On 02/07/2011 11:34 AM, Andrew Dunstan wrote:


On 02/04/2011 05:49 AM, Itagaki Takahiro wrote:
Here is a demonstration to support jagged input files. It's a patch
on the latest patch. The new added API is:

   bool NextLineCopyFrom(
         [IN] CopyState cstate,
         [OUT] char ***fields, [OUT] int *nfields, [OUT] Oid *tupleOid)

It just returns separated fields in the next line. Fortunately, I need
no extra code for it because it is just extracted from NextCopyFrom().

I'm willing to include the change into copy APIs,
but we still have a few issues. See below.


I've looked at this, and I think it will do what I want. I haven't had time to play with it, although I hope to soon. AIUI, it basically hands back the raw parsed strings to the user, who then has the responsibility of constructing Datum and Nulls arrays to form the tuple. That should be all I need. So +1 from me for including it. In fact, +10. And many thanks.


I think we need a better name though. NextCopyFromRawFields maybe.


Here is a patch against the latest revision of file_fdw to exercise this API. It includes some regression tests, and I think apart from one or two small details plus a requirement for documentation, is complete.

This work is also published at <https://github.com/adunstan/postgresql-dev/tree/sqlmed3>

Here's an excerpt from the regression tests:

   CREATE FOREIGN TABLE jagged_text (
        t   text[]
   ) SERVER file_server
   OPTIONS (format 'csv', filename
   '/home/andrew/pgl/pg_head/contrib/file_fdw/data/jagged.csv', header
   'true', textarray 'true');
   SELECT * FROM jagged_text;
                         t
   --------------------------------------------
     {"one field"}
     {two,fields}
     {three,NULL,"fields of which one is null"}
     {"next line has no fields"}
     {}
   (5 rows)

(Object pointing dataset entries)
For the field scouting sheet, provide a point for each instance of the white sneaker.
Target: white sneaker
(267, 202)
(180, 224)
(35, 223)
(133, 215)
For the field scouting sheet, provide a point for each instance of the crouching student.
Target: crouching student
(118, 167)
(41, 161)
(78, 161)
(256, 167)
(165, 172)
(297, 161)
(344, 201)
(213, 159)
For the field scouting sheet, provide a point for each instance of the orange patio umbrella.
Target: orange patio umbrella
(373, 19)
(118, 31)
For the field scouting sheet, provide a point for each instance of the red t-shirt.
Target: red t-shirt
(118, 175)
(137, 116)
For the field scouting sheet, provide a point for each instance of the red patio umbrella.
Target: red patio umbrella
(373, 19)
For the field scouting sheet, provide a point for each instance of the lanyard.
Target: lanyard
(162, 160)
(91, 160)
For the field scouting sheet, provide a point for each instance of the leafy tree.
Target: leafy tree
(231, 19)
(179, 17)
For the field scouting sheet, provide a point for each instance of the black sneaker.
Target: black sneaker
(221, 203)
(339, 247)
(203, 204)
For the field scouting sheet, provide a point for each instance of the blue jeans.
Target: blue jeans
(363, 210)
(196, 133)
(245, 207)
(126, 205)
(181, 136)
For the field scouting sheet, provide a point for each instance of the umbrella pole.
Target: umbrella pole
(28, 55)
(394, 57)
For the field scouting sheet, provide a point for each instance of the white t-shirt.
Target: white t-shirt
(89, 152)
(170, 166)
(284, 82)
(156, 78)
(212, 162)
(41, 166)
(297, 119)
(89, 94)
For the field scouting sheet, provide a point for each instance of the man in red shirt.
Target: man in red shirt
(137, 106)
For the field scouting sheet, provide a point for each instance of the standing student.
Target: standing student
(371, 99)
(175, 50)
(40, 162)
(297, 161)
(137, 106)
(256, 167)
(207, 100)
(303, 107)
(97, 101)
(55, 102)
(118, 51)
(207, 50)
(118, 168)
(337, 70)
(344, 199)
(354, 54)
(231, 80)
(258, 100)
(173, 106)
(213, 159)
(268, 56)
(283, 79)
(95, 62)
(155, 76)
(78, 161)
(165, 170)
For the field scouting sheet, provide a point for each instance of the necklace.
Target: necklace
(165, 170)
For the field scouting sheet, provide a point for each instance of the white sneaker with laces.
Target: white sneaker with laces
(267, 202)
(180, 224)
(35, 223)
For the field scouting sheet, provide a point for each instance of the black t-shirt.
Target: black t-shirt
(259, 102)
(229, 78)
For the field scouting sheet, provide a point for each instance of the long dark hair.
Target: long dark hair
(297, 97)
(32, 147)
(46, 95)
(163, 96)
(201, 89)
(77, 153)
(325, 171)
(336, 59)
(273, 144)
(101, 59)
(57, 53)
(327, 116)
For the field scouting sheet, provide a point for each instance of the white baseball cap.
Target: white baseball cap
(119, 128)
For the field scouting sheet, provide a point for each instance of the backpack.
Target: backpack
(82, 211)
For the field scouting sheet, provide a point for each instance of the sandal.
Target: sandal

— Problems to work on —
a. Pull out every line of the entries that contains the word "baseball".
b. Resume the email thread about the file_fdw jagged-input patch above, continuing from its last line.

— Answer list —
a.
For the field scouting sheet, provide a point for each instance of the white baseball cap.
Target: white baseball cap

b.
   SELECT t[3] AS a, t[1] AS b, t[99] AS c  FROM jagged_text;
                  a              |            b            | c
   -----------------------------+-------------------------+---
                                 | one field               |
                                 | two                     |
     fields of which one is null | three                   |
                                 | next line has no fields |
                                 |                         |
   (5 rows)

Overall, this API works quite nicely, and does exactly what I want, so again many thanks.

cheers

andrew


*** /dev/null
--- b/contrib/file_fdw/data/jagged.csv
***************
*** 0 ****
--- 1,6 ----
+ header for a file with varying numbers of fields
+ one field
+ two,fields
+ three,,fields of which one is null
+ next line has no fields
+ 
*** a/contrib/file_fdw/file_fdw.c
--- b/contrib/file_fdw/file_fdw.c
***************
*** 13,18 ****
--- 13,22 ----
  
  #include "postgres.h"
  
+ #include <sys/types.h>
+ #include <sys/stat.h>
+ #include <unistd.h>
+ 
  #include "access/reloptions.h"
  #include "catalog/pg_foreign_table.h"
  #include "catalog/pg_foreign_server.h"
***************
*** 26,31 ****
--- 30,36 ----
  #include "optimizer/cost.h"
  #include "parser/parsetree.h"
  #include "storage/fd.h"
+ #include "utils/array.h"
  #include "utils/builtins.h"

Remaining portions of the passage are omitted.